#### Aim of the exercise:
Return every record exactly as written.

(Data listing)
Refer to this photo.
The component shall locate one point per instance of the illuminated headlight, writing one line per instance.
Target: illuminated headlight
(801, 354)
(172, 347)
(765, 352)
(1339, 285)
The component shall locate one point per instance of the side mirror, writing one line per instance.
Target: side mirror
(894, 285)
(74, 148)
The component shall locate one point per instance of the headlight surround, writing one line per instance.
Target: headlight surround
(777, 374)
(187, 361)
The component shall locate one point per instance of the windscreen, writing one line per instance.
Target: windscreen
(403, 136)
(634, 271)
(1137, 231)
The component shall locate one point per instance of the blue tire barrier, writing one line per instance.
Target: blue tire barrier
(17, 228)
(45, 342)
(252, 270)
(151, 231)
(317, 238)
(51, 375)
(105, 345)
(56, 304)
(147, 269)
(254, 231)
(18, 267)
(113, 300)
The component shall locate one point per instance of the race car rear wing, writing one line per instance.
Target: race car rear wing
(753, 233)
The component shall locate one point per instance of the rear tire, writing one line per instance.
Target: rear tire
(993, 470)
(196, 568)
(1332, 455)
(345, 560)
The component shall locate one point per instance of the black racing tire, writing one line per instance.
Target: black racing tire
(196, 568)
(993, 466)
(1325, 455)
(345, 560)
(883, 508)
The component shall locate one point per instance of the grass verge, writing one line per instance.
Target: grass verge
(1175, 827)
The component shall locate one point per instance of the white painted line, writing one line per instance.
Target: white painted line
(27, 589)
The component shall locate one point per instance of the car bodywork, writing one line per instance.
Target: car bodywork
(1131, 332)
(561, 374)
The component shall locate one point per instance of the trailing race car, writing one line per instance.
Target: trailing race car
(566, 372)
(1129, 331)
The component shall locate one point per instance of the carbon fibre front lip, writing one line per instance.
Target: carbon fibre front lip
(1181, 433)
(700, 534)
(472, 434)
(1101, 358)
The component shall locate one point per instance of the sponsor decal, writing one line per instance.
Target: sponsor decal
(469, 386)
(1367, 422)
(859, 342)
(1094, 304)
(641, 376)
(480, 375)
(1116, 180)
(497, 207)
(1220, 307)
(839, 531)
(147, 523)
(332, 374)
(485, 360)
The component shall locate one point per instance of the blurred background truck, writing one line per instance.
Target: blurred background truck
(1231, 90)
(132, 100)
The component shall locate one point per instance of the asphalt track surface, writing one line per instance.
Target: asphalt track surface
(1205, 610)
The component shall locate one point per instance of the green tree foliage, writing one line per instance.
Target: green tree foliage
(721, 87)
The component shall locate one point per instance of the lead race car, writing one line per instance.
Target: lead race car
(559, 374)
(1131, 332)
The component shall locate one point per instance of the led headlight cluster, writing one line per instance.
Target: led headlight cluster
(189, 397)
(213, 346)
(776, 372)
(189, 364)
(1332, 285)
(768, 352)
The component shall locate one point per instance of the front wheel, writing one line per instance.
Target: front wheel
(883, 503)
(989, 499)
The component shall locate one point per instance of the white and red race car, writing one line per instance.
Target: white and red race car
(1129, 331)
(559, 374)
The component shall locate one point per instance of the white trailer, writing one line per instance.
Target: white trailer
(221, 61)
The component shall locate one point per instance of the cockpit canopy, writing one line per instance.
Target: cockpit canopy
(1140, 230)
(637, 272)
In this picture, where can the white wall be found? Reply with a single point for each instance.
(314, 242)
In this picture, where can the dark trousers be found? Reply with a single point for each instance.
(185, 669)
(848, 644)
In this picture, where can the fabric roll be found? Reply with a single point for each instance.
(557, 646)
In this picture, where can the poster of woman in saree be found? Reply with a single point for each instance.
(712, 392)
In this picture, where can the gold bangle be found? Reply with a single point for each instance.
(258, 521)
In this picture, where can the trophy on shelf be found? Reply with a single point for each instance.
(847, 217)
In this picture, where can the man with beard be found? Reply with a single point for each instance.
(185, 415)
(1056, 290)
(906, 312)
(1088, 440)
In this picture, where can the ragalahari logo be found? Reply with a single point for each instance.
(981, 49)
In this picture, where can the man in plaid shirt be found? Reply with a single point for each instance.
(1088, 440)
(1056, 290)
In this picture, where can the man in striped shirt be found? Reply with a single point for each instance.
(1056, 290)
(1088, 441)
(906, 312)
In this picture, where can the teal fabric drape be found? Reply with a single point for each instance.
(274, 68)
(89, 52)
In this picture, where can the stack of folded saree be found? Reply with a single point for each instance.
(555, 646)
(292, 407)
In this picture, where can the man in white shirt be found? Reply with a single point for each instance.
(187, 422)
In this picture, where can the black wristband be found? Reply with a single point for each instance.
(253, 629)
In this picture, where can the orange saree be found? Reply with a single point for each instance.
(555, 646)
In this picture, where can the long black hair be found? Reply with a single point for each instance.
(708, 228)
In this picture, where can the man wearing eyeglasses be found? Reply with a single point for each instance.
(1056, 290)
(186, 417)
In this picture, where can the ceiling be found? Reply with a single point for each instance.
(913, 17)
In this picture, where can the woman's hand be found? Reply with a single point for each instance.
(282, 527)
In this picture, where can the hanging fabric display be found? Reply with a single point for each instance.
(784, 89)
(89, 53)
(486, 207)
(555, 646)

#### Exercise response:
Refer to this photo.
The component shall locate one point per instance of the illuminated headlight, writing one line per instance.
Target: illuminated headlight
(801, 354)
(172, 347)
(765, 352)
(1339, 285)
The component shall locate one point per instance of the side mirror, writing one line per instance.
Target: side mirror
(894, 285)
(74, 148)
The component shall locate one point per instance of the headlight surround, writing one line per instance.
Target: headlight surround
(777, 374)
(187, 361)
The component shall locate one point per instance of the windscreen, writing one line per instance.
Target: windscreen
(403, 136)
(634, 271)
(1137, 231)
The component shall locate one point per instance of the blue tire barrier, writing one line per instance.
Target: blue tire barrier
(17, 228)
(45, 342)
(252, 270)
(151, 231)
(317, 238)
(51, 375)
(105, 345)
(56, 304)
(147, 269)
(254, 231)
(18, 267)
(113, 300)
The component shall locate one point per instance of the race car rear wing, writing one line per instance.
Target: race car rear wing
(753, 233)
The component shall locate one point per instance of the rear tire, writing one line per instance.
Target: rear tire
(993, 470)
(196, 568)
(1332, 455)
(345, 560)
The component shall locate one point per instance of the black racing tire, writing one line per instance.
Target: black racing tire
(196, 568)
(993, 466)
(1325, 455)
(345, 560)
(883, 508)
The component shall locate one point per instance of the grass verge, writing one line per instance.
Target: grass verge
(1175, 827)
The component shall locate one point per instance of the white painted line, writing one line per instance.
Target: white painted line
(27, 589)
The component shall locate one point per instance of the car bodywork, writing one line per instance.
Target: car bodywork
(1131, 332)
(561, 374)
The component shall locate one point per instance of the trailing race car, writing one line per instance.
Target: trailing race car
(566, 372)
(1129, 331)
The component shall locate one point per instance of the carbon fibre front lip, writing one line per instance.
Target: carbon fibre front lip
(1181, 433)
(700, 534)
(472, 434)
(1101, 358)
The component shall locate one point per instance of the sponsor decal, writing one line per instance.
Target: sponsor decal
(469, 386)
(1367, 422)
(859, 342)
(1094, 304)
(641, 376)
(480, 375)
(1116, 180)
(497, 207)
(1220, 307)
(839, 531)
(147, 523)
(332, 374)
(485, 360)
The component shall locate one point per instance of the blurred background truck, writing one line per instance.
Target: blurred background truck
(1231, 90)
(132, 100)
The component shall locate one point per instance of the asphalt track surface, writing one line per instance.
Target: asphalt track surface
(1205, 610)
The component shall locate one point per instance of the green tree foliage, writing one line per instance.
Target: green tree foliage
(721, 87)
The component shall locate one point per instance of the lead race car, writing one line per instance.
Target: lead race car
(559, 374)
(1131, 332)
The component shall locate one point per instance of the led headlight cluster, writing one line per instance.
Target: led headlight cluster
(189, 397)
(213, 346)
(776, 372)
(189, 364)
(1332, 285)
(768, 352)
The component shall locate one point per instance of the front wheel, writing one line per instance.
Target: front wheel
(883, 503)
(989, 499)
The component shall locate one point per instance of the white and red race car, writing one line per instance.
Target: white and red race car
(1129, 331)
(559, 374)
The component shall locate one point per instance of the white trailer, writing one line per instance.
Target: white trailer
(221, 61)
The component shall locate one point per instance of the cockpit canopy, writing one line per instance.
Target: cockpit canopy
(1140, 230)
(637, 272)
In this picture, where can the white wall be found? Reply with a single point for each instance.
(314, 242)
In this picture, where can the dark trousers be found? Reply with a single point for each instance.
(185, 669)
(848, 644)
In this picture, where can the fabric roll be found? Reply with a single point for each instance.
(557, 646)
In this picture, where can the poster of woman in saree be found? Reply with a single point for each instance.
(712, 392)
In this picture, where can the gold bangle be found? Reply with a single point for each instance.
(258, 521)
In this picture, where can the trophy on shelf be found? Reply with a single point for each instance.
(847, 217)
In this picture, where can the man with beard be found? Reply with a single point for each instance.
(185, 415)
(1056, 290)
(906, 312)
(1088, 440)
In this picture, where can the ragalahari logo be found? Reply with a single point for each instance.
(981, 49)
In this picture, where can the man in plaid shirt be found? Reply with a single point for each instance.
(1088, 440)
(1056, 290)
In this picture, where can the man in striped shirt be found? Reply with a single point for each instance.
(1056, 290)
(1088, 441)
(906, 312)
In this picture, where can the teal fabric drape be found? Reply with a single point for each instance.
(274, 68)
(89, 52)
In this picture, where can the stack of folded saree be found? Reply with a single point for each instance.
(555, 646)
(292, 407)
In this picture, where can the man in white shirt be found? Reply with a single point for each instance.
(187, 422)
In this picture, where can the black wristband be found? Reply with a single point for each instance.
(253, 629)
In this picture, where can the orange saree be found? Reply with a single point for each instance.
(555, 646)
In this picture, where can the long black hair be found? Reply with a single point for each instance.
(708, 228)
In this picture, where can the man wearing eyeglasses be found? Reply with a single point for each instance.
(1056, 290)
(186, 417)
In this picture, where can the ceiling be found? Reply with a single point for each instance.
(913, 17)
In this picture, where can the woman's hand be found? Reply with a single point for each instance.
(282, 527)
In this picture, where can the hanging fabric display be found? Reply with a single point for each instance.
(784, 89)
(89, 53)
(486, 207)
(555, 646)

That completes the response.